* To be done *
Output each entry exactly; skip nothing.

* Data lines *
(begin)

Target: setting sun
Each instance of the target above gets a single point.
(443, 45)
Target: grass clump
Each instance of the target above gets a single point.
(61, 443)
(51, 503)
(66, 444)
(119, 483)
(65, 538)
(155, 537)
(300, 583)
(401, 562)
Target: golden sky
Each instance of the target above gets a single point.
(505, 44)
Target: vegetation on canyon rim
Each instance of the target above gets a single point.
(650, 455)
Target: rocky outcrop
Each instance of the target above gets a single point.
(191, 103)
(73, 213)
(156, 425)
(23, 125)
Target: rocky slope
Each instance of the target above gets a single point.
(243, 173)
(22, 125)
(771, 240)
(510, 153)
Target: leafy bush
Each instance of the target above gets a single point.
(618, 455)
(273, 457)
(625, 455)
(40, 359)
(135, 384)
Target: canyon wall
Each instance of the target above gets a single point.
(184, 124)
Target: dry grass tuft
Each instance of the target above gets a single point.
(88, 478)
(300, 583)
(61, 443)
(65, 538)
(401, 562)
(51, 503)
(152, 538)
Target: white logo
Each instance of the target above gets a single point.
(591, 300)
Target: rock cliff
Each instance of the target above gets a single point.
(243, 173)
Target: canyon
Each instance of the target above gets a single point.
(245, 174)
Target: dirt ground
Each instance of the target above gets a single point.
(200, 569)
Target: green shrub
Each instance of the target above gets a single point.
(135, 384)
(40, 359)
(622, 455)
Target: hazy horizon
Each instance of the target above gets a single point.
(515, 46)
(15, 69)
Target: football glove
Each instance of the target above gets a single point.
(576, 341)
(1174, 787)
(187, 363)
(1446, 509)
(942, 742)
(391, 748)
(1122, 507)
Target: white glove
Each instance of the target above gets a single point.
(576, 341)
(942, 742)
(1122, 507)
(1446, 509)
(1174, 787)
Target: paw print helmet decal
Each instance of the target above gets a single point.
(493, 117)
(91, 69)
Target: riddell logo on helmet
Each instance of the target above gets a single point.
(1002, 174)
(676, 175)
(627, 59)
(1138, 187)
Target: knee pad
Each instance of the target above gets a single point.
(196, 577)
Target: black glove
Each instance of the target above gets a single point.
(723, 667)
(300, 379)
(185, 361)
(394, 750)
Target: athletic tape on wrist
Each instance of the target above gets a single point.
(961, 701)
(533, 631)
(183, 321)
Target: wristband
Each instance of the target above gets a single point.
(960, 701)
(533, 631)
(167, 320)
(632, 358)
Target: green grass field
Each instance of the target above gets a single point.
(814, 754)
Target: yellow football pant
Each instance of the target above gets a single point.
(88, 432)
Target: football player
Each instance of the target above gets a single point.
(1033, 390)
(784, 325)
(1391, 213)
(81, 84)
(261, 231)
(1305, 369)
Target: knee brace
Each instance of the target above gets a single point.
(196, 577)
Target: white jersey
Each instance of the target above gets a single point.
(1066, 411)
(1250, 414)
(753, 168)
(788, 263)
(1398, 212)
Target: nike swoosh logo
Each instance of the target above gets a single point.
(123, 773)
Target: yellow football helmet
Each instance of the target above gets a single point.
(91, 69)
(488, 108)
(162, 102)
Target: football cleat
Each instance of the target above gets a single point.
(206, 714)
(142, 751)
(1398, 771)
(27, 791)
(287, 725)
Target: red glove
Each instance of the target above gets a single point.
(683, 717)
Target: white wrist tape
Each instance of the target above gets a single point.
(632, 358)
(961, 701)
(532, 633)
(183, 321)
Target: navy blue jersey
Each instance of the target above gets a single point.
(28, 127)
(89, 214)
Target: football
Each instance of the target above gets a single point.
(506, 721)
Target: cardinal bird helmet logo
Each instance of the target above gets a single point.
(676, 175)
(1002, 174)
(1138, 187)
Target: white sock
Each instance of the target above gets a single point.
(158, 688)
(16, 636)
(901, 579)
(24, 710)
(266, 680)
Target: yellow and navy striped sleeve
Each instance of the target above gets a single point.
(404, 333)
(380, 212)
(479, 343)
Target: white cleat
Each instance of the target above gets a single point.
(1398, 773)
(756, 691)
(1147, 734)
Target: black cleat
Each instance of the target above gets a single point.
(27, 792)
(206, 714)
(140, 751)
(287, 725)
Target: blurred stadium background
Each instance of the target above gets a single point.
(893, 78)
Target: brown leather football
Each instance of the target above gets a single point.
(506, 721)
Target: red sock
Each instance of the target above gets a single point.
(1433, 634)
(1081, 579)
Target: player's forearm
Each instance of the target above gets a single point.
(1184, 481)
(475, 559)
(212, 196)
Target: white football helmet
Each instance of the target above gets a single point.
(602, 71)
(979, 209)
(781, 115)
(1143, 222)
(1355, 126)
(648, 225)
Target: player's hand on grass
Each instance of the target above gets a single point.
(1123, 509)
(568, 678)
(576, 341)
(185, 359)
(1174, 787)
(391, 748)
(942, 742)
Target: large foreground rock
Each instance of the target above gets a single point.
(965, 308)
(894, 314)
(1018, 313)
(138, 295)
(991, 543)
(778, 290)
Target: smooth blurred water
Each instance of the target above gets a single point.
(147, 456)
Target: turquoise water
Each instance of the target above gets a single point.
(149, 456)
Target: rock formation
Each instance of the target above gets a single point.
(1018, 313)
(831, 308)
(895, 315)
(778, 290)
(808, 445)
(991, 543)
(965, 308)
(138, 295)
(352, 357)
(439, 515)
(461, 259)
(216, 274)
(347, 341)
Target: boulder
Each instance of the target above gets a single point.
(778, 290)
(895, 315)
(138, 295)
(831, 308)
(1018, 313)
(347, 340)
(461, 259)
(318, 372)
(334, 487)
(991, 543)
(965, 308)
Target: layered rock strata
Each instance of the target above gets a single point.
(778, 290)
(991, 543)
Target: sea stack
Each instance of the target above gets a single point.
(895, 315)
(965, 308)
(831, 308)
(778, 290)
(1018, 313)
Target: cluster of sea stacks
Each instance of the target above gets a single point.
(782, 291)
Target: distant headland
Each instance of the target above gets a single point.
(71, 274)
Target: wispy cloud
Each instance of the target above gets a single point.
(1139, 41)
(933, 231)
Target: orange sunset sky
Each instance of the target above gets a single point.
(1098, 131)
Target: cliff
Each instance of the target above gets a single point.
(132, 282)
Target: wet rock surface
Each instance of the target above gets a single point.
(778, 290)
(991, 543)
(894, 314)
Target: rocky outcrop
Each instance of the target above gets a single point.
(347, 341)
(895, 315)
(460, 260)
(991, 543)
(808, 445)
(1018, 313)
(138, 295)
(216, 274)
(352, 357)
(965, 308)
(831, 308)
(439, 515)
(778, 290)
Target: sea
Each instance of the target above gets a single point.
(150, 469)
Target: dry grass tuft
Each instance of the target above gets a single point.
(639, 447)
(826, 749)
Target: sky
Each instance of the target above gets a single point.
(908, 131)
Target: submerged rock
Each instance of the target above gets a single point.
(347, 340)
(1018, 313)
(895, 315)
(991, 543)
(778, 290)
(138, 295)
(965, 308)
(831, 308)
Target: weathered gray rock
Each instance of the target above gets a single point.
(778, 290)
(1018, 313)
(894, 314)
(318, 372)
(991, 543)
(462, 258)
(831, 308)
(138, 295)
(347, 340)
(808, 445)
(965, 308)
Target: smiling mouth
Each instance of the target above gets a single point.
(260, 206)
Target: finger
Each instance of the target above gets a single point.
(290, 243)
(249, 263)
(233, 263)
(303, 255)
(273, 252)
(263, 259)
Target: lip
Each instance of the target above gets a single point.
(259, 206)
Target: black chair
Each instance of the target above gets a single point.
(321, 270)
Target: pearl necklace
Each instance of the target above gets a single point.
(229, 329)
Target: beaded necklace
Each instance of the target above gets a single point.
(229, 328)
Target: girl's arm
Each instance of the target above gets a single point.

(end)

* Answer for the task *
Target: setting sun
Each instance of the target above gets a single point.
(443, 45)
Target: grass clump
Each instance of the target above gets a single point.
(61, 443)
(51, 503)
(66, 444)
(119, 483)
(65, 538)
(155, 537)
(300, 583)
(401, 562)
Target: golden sky
Each instance of the target above gets a single point.
(505, 44)
Target: vegetation on canyon rim
Each instance of the target above gets a single point.
(650, 455)
Target: rocky outcrop
Each instance of the target above gets a single point.
(191, 103)
(73, 213)
(156, 425)
(23, 125)
Target: rocky slope
Each instance of the target above gets a single point.
(243, 173)
(22, 125)
(771, 240)
(510, 153)
Target: leafy bush
Each instance of the target above gets a single point.
(618, 455)
(273, 457)
(625, 455)
(40, 359)
(135, 384)
Target: canyon wall
Each instance of the target above gets a single point.
(184, 124)
Target: dry grass tuft
Each instance of the target above gets a single point.
(88, 478)
(300, 583)
(61, 443)
(65, 538)
(401, 562)
(51, 503)
(152, 538)
Target: white logo
Each instance of the target above gets a single point.
(591, 300)
Target: rock cliff
Each instance of the target above gets a single point.
(243, 173)
Target: canyon
Each instance of the target above gets a single point.
(245, 174)
Target: dirt ground
Each instance of the target above gets a single point.
(200, 569)
Target: green shrub
Each instance of the target above gets a single point.
(135, 384)
(40, 359)
(622, 455)
Target: hazy horizon
Each instance of the target above gets a single point.
(515, 46)
(15, 69)
Target: football glove
Each instance of the target above gets a single point.
(576, 341)
(1174, 787)
(187, 363)
(1446, 509)
(942, 742)
(391, 748)
(1122, 507)
Target: white glove
Each instance of the target above gets a single point.
(576, 341)
(942, 742)
(1122, 507)
(1446, 509)
(1174, 787)
Target: paw print helmet decal
Each instance of the target above gets a single point.
(493, 117)
(91, 69)
Target: riddell logo on helmet
Each instance of the target above gets a single point.
(1002, 174)
(676, 175)
(627, 59)
(1138, 187)
Target: knee pad
Each instance of the target above gets a single point.
(196, 577)
Target: black glove
Each instance of the target above gets a single point.
(723, 667)
(300, 379)
(185, 361)
(394, 750)
Target: athletic tape on wrist
Each instance of the target above gets a single point.
(961, 701)
(533, 631)
(183, 321)
Target: wristband
Each instance of the target above gets a single point.
(960, 701)
(533, 631)
(167, 320)
(632, 358)
Target: green grass field
Each instance of the target above gets a single point.
(814, 754)
Target: yellow football pant
Each instance of the target above gets a single point.
(88, 432)
Target: football player
Each instance of the target above gets a single point.
(1033, 390)
(784, 325)
(1391, 213)
(81, 84)
(261, 231)
(1305, 369)
Target: knee brace
Each instance of the target above gets a single point.
(196, 577)
Target: white jersey
Each instance of the target above gets a single point.
(1066, 411)
(1250, 414)
(753, 168)
(788, 263)
(1398, 212)
Target: nike swoosh logo
Each instance of the target above gets a single point.
(123, 773)
Target: yellow football helmet
Each instance of the target above gets a single point.
(91, 69)
(488, 108)
(162, 102)
Target: football cleat
Each instance of the target above gets a single point.
(206, 714)
(142, 751)
(1398, 771)
(27, 791)
(287, 725)
Target: red glove
Each instance of the target above gets a single point.
(683, 717)
Target: white wrist tape
Each instance of the target above gets a single point.
(632, 358)
(961, 701)
(532, 633)
(183, 321)
Target: navy blue jersey
Each instance of the target above gets a single point.
(28, 127)
(89, 214)
Target: football
Each instance of the target above gets a single point.
(506, 721)
Target: cardinal bird helmet logo
Each instance of the target above gets a single point.
(676, 175)
(1002, 174)
(1138, 187)
Target: white sock
Each instance of the target above gets a single point.
(158, 688)
(16, 636)
(901, 579)
(24, 710)
(266, 680)
Target: yellow and navy striped sleeve
Each instance of the target above gets a single point.
(404, 333)
(380, 212)
(479, 343)
Target: white cleat
Each instance of the target above gets a single point.
(1398, 773)
(756, 691)
(1147, 734)
Target: black cleat
Each instance of the target above gets a single point.
(27, 792)
(206, 714)
(140, 751)
(287, 725)
Target: blurred stadium background
Each instance of the target above gets a single point.
(893, 78)
Target: brown leather football
Each instance of the target above gets a single point.
(506, 721)
Target: red sock
Each instance of the target above gets a single point.
(1433, 634)
(1081, 579)
Target: player's forearm
Each instance of the target above gets a single point.
(1184, 481)
(475, 559)
(212, 196)
Target: white football helmet
Each instance of the target above gets a single point.
(602, 71)
(979, 209)
(781, 115)
(1143, 222)
(1355, 126)
(648, 225)
Target: player's hand on grass
Each instance of the target above gets a single point.
(1123, 509)
(568, 678)
(576, 341)
(185, 359)
(1174, 787)
(391, 748)
(942, 742)
Target: large foreground rock
Each instance of the target above gets a single point.
(965, 308)
(894, 314)
(1018, 313)
(138, 295)
(991, 543)
(778, 290)
Target: smooth blurred water
Each instance of the target above gets a single point.
(147, 456)
Target: turquoise water
Each instance of the target above gets a single point.
(149, 456)
Target: rock formation
Each instance of the target above gets a single point.
(1018, 313)
(831, 308)
(895, 315)
(778, 290)
(808, 445)
(991, 543)
(965, 308)
(138, 295)
(352, 357)
(439, 515)
(461, 259)
(216, 274)
(347, 341)
Target: boulder
Each instance of the target above gets a single point.
(778, 290)
(895, 315)
(138, 295)
(831, 308)
(1018, 313)
(347, 340)
(461, 259)
(318, 372)
(334, 487)
(991, 543)
(965, 308)
Target: layered rock strata
Each instance of the target above gets a single point.
(778, 290)
(991, 543)
Target: sea stack
Each instance of the target above gets a single point.
(895, 315)
(965, 308)
(831, 308)
(778, 290)
(1018, 313)
Target: cluster of sea stacks
Each instance of the target above gets a single point.
(782, 291)
Target: distant headland
Each instance of the target above gets a single point.
(71, 274)
Target: wispy cloud
Each instance of the target above gets a single point.
(1139, 41)
(933, 231)
Target: orange sunset sky
Each instance of the target above gets a single point.
(1098, 131)
Target: cliff
Each instance of the target above gets a single point.
(132, 282)
Target: wet rock surface
Each instance of the target above gets a single point.
(778, 290)
(991, 543)
(894, 314)
Target: rocky outcrop
Each instance of the target above gets a single point.
(347, 341)
(895, 315)
(460, 260)
(991, 543)
(808, 445)
(1018, 313)
(138, 295)
(216, 274)
(352, 357)
(965, 308)
(831, 308)
(439, 515)
(778, 290)
Target: sea
Each instance of the target above gets a single point.
(150, 469)
Target: dry grass tuft
Each instance of the target above gets a single point.
(639, 447)
(826, 749)
Target: sky
Each instance of the target above gets a single point.
(908, 131)
Target: submerged rock
Each instance of the target above gets a single point.
(347, 340)
(1018, 313)
(895, 315)
(991, 543)
(778, 290)
(138, 295)
(965, 308)
(831, 308)
Target: weathered gray rock
Each instance of the target above gets a single point.
(778, 290)
(1018, 313)
(894, 314)
(318, 372)
(991, 543)
(462, 258)
(831, 308)
(138, 295)
(347, 340)
(808, 445)
(965, 308)
Target: smiling mouth
Each instance of the target above gets a single point.
(260, 206)
Target: finger
Each instance of the target above gets a single point.
(290, 243)
(249, 263)
(233, 263)
(303, 255)
(273, 252)
(263, 259)
Target: lip
Each instance of the target above gets a single point.
(259, 206)
Target: black chair
Each instance of the target above gets a single point.
(321, 270)
Target: pearl necklace
Each instance of the target above gets a single point.
(229, 329)
Target: beaded necklace
Each instance of the target above gets a single point.
(229, 328)
Target: girl's arm
Each instance of the target above gets a single point.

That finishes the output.